Exercise a:
Copy out the passage about King Josiah word for word, from start to finish.

Reading passage:
[start]

That the full measure of punishment was not meted out to Amon his evil deeds were such that he should have forfeited his share in the world to come was due to the circumstance that he had a pious and righteous son. (113) Josiah offers a shining model of true, sincere repentance. (114) Though at first he followed in the footsteps of his father Amon, he soon gave up the ways of wickedness, and became one of the most pious kings of Israel, whose chief undertaking was the effort to bring the whole people back to the true faith. It dates from the time when a copy of the Torah was found in the Temple, a copy that had escaped the holocaust kindled by his father and predecessor Amon for the purpose of exterminating the Holy Scriptures. (115) When he opened the Scriptures, the first verse to strike his eye was the one in Deuteronomy: "The Lord shall bring thee and thy king into exile, unto a nation which thou hast not known." Josiah feared this doom of exile was impending, and he sought to conciliate God through the reform of his people. (116)

His first step was to enlist the intercession of the prophets in his behalf. He addressed his request, not to Jeremiah, but to the prophetess Huldah, knowing that women are more easily moved to compassion. As Jeremiah was a kinsman of the prophetess their common ancestors were Joshua and Rahab the king felt no apprehension that the prophet take his preference for Huldah amiss. The proud, dignified answer of the prophetess was, that the misfortune could not be averted from Israel, but the destruction of the Temple, she continued consolingly, would not happen until after the death of Josiah. (117) In view of the imminent destruction of the Temple, Josiah hid the holy Ark and all its appurtenances, in order to guard them against desecration at the hands of the enemy. (118)

[end]

Exercise b:
In the entries that follow, take the lines starting with the one containing "Can you spot any bowl" and going on through the one containing "202 173 237 188", and format them as a JSON list of strings, one string per line, with blank lines omitted. Give only those lines.

Listed entries:
[start]

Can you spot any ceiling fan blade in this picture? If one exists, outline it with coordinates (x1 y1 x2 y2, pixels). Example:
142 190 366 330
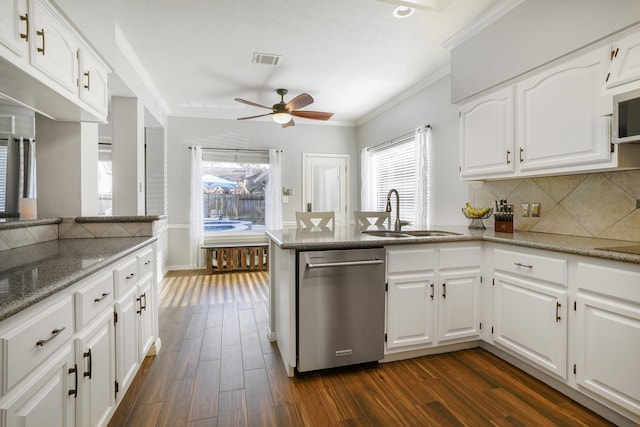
235 98 273 110
291 111 333 120
282 119 296 128
284 93 313 111
236 113 273 120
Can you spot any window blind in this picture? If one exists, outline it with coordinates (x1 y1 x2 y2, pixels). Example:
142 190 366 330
371 134 416 223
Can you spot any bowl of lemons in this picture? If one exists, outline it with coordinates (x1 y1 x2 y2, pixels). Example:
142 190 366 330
462 202 493 230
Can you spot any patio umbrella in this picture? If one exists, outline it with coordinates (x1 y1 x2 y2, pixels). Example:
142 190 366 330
202 173 237 188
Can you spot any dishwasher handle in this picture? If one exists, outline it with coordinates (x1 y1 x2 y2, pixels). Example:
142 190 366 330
307 259 384 269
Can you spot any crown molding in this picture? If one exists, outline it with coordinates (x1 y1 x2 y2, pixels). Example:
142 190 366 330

[end]

Reply a:
That the full measure of punishment was not meted out to Amon his evil deeds were such that he should have forfeited his share in the world to come was due to the circumstance that he had a pious and righteous son. (113) Josiah offers a shining model of true, sincere repentance. (114) Though at first he followed in the footsteps of his father Amon, he soon gave up the ways of wickedness, and became one of the most pious kings of Israel, whose chief undertaking was the effort to bring the whole people back to the true faith. It dates from the time when a copy of the Torah was found in the Temple, a copy that had escaped the holocaust kindled by his father and predecessor Amon for the purpose of exterminating the Holy Scriptures. (115) When he opened the Scriptures, the first verse to strike his eye was the one in Deuteronomy: "The Lord shall bring thee and thy king into exile, unto a nation which thou hast not known." Josiah feared this doom of exile was impending, and he sought to conciliate God through the reform of his people. (116)

His first step was to enlist the intercession of the prophets in his behalf. He addressed his request, not to Jeremiah, but to the prophetess Huldah, knowing that women are more easily moved to compassion. As Jeremiah was a kinsman of the prophetess their common ancestors were Joshua and Rahab the king felt no apprehension that the prophet take his preference for Huldah amiss. The proud, dignified answer of the prophetess was, that the misfortune could not be averted from Israel, but the destruction of the Temple, she continued consolingly, would not happen until after the death of Josiah. (117) In view of the imminent destruction of the Temple, Josiah hid the holy Ark and all its appurtenances, in order to guard them against desecration at the hands of the enemy. (118)

Reply b:
[
  "Can you spot any bowl of lemons in this picture? If one exists, outline it with coordinates (x1 y1 x2 y2, pixels). Example:",
  "142 190 366 330",
  "462 202 493 230",
  "Can you spot any patio umbrella in this picture? If one exists, outline it with coordinates (x1 y1 x2 y2, pixels). Example:",
  "142 190 366 330",
  "202 173 237 188"
]